[start of Rows]
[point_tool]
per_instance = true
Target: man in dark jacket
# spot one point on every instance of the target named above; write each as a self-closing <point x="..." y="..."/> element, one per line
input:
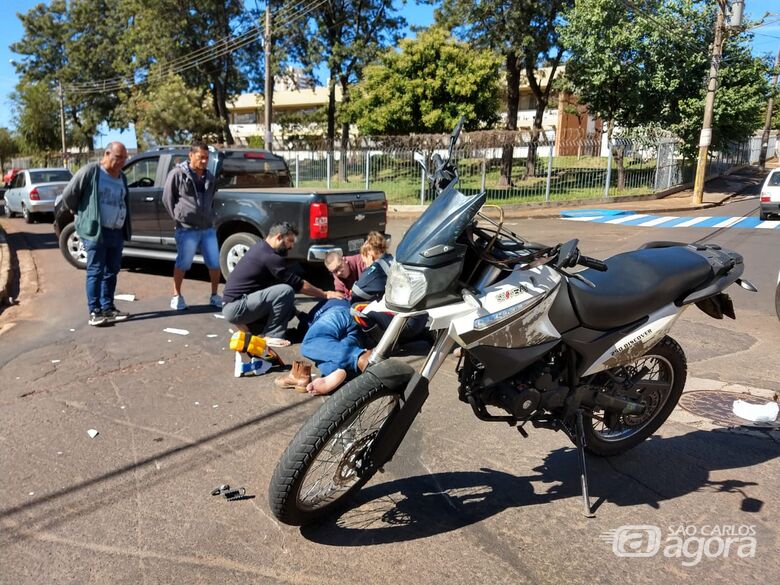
[end of Rows]
**To do**.
Copy out every line of the rows above word for word, omitting the pictures from your answer.

**Exercise answer**.
[point_tool]
per_instance = true
Target: man in dark jacket
# spot one point on every instance of the target named above; write each as a self-closing <point x="..." y="..."/> element, one per line
input:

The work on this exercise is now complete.